---------- RECORDED DATA

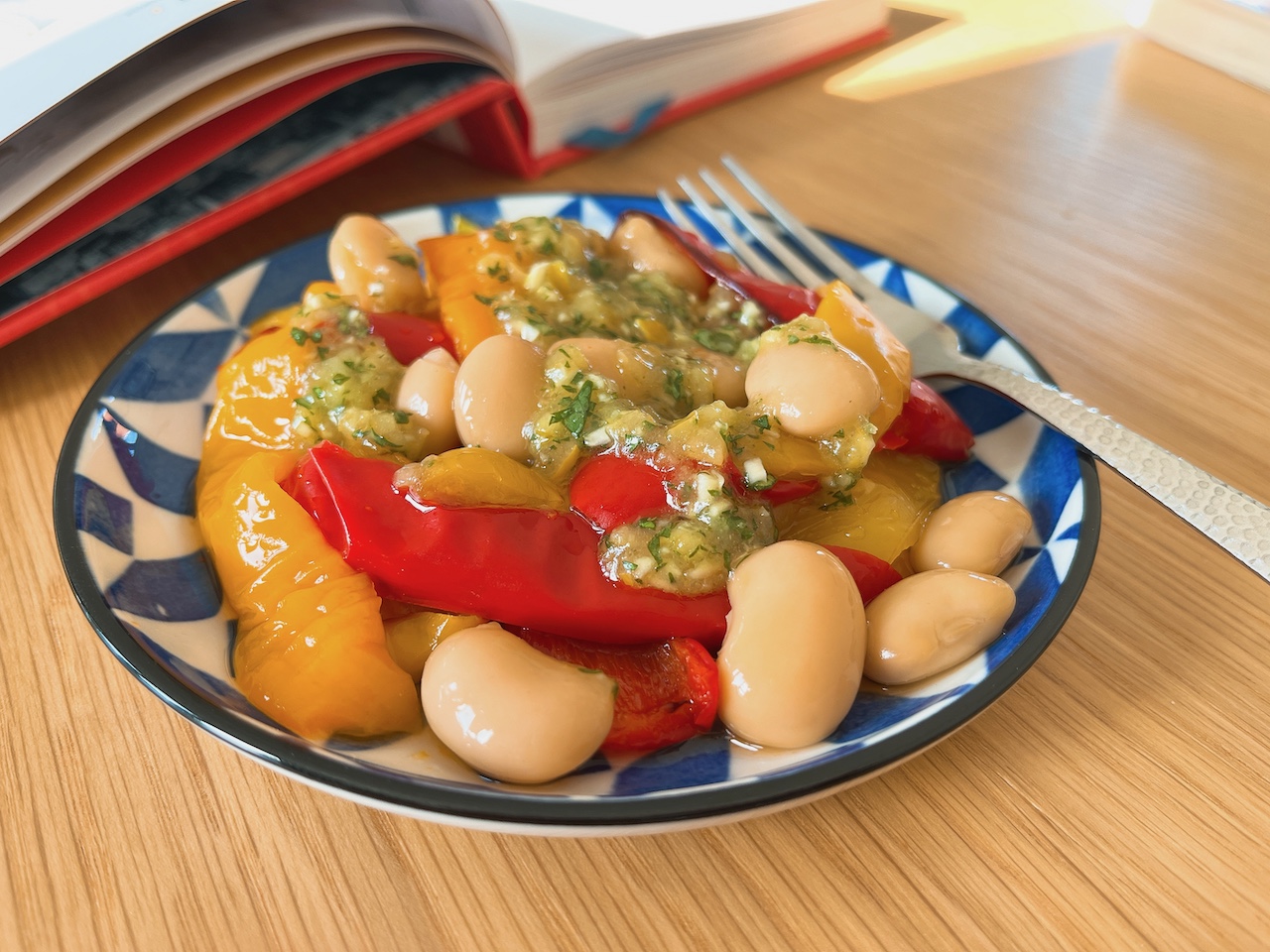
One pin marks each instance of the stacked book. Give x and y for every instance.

--------------------
---------- RECORDED DATA

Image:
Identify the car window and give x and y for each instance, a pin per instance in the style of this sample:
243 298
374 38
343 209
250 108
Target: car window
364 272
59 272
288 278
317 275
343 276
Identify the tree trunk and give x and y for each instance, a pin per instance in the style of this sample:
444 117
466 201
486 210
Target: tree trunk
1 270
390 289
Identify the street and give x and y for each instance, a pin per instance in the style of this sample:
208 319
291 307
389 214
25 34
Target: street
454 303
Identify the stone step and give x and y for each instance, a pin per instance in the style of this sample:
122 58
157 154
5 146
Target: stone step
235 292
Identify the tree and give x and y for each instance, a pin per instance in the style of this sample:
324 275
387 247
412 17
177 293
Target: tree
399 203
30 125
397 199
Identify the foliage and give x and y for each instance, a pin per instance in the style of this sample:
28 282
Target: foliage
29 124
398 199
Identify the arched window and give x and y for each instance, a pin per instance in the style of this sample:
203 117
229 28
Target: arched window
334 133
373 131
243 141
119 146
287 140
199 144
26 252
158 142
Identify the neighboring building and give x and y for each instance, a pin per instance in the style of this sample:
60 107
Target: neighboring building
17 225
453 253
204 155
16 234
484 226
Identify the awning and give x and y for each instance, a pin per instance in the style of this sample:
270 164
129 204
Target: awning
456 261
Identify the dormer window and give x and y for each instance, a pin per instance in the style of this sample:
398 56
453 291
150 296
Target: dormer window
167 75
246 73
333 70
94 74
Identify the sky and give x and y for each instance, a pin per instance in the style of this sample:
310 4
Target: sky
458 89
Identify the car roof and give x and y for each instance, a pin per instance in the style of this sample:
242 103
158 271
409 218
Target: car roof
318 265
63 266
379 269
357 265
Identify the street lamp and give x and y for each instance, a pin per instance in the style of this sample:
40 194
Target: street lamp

--------------------

ASSIGNMENT
Show each line of the listing that holds the string "lamp".

TASK RESULT
Identify the street lamp and give x and y for each instance, a pin per instance in the style of this sample:
Target: street lamp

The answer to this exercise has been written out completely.